Proceed with the passage on U.S. zoning rules for tiny houses, picking up after its final sentence.

▸ **EXTRACT**
※

Some lower court decisions in the U.S. have struck down zoning laws related to size, which pose an obstacle to tiny housing. One such case was League of South Jersey, Inc. v. Township of Berlin, in which the court found that a zoning law related to the size of a home did not advance its stated goal of protecting citizens, causing the law to be repealed. This, and other similar decisions, have assisted in allowing for the propagation of the tiny-house movement despite their infrequency.

In 2014, the first "tiny-house friendly town" was declared in Spur, Texas; it was later clarified that a tiny house may not be on wheels, but rather must be secured to a foundation.

In July 2016, Washington County, Utah revised its zoning regulations to accommodate some types of tiny housing. Also in 2016, Fresno, California became the first US municipality to "write into its development code authorization for 'tiny homes,'" according to Mayor Ashley Swearengin.

※

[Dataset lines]
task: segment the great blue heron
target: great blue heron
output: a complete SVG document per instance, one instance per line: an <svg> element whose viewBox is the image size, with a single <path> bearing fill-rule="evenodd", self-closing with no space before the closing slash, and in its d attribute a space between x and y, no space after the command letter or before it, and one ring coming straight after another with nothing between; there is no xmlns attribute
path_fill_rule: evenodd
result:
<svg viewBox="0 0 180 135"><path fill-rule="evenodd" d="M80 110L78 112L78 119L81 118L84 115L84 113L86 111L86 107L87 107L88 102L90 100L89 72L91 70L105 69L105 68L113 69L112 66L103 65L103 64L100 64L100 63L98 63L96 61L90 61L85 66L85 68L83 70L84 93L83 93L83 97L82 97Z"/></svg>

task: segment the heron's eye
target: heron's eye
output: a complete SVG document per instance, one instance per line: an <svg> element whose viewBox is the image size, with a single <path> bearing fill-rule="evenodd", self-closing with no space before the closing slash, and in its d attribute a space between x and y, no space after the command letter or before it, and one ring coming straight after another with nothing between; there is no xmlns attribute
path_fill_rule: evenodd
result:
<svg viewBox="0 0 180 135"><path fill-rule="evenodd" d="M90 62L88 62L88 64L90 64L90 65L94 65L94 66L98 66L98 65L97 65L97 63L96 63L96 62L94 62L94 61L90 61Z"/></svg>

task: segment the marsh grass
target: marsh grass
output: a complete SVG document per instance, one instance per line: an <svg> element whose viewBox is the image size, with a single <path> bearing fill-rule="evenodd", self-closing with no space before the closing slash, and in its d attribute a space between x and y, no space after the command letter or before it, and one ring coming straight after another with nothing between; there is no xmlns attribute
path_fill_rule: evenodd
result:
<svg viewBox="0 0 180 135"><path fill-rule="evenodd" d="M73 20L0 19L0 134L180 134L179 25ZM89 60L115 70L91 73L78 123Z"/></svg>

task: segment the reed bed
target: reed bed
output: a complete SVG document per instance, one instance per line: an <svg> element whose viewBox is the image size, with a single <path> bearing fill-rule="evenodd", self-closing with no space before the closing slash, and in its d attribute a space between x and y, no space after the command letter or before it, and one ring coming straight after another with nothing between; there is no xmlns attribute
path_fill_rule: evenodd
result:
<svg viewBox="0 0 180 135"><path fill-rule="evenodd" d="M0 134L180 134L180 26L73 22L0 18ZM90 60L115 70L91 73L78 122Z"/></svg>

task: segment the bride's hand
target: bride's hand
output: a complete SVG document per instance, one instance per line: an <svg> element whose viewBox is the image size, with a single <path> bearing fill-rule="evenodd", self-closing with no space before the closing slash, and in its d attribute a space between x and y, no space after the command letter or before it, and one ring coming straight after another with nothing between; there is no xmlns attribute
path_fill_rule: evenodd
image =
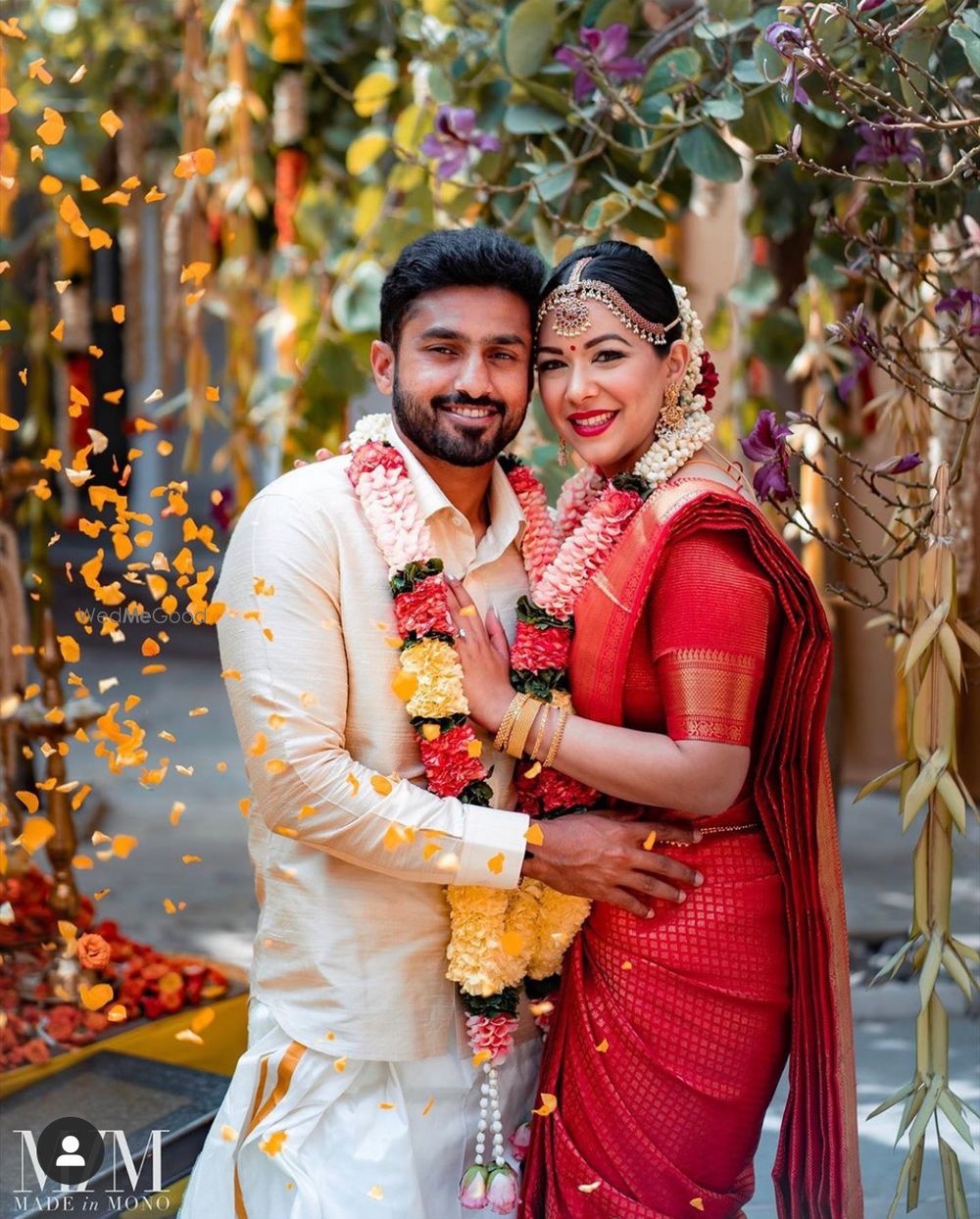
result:
<svg viewBox="0 0 980 1219"><path fill-rule="evenodd" d="M456 651L463 667L463 692L470 718L490 733L500 728L514 696L511 685L511 649L503 627L490 610L486 623L458 580L446 577L449 607L456 629Z"/></svg>

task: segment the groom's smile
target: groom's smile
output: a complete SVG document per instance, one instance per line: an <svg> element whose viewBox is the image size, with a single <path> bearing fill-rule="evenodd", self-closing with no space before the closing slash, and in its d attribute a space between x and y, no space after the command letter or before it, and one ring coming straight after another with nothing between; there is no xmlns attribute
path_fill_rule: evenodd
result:
<svg viewBox="0 0 980 1219"><path fill-rule="evenodd" d="M531 319L527 304L492 286L419 296L396 351L375 344L400 432L429 457L485 466L517 435L528 407Z"/></svg>

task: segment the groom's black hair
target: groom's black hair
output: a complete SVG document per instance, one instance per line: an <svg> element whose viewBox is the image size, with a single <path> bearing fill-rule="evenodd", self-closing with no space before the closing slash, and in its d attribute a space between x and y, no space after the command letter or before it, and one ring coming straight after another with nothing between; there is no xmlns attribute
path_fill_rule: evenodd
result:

※

▸ **ANSWER BOX**
Increasingly, tiny houses have become larger, heavier, and more expensive. This has signaled a move away from the initial movement goal of a reduced environmental impact as the popularity of tiny homes has taken off.

Tiny houses have been labeled as impractical spaces to raise families in. Overcrowding and lack of space have been noted to be detrimental to both physical and mental health, with the potential to affect academic performance in youth negatively.

In New Zealand, some district councils have sought to classify mobile homes and tiny homes on wheels as buildings, subject to the Building Act 2004. This was backed by the Ministry of Business, Innovation and Employment (MBIE) in a determination that was then challenged in District Court (Dall v MBIE). Judge Callaghan found in favor of Dall's argument that his home was not a building, ruling the council and MBIE to have erred in saying it was. Other cases have since been heard, but no further clarifications have been made by the New Zealand Government as of January 2021.

In the US, for a mobile tiny home to be legal on the road, it has to be less than 13.5 feet (4.1 m) tall, in order to pass under bridges.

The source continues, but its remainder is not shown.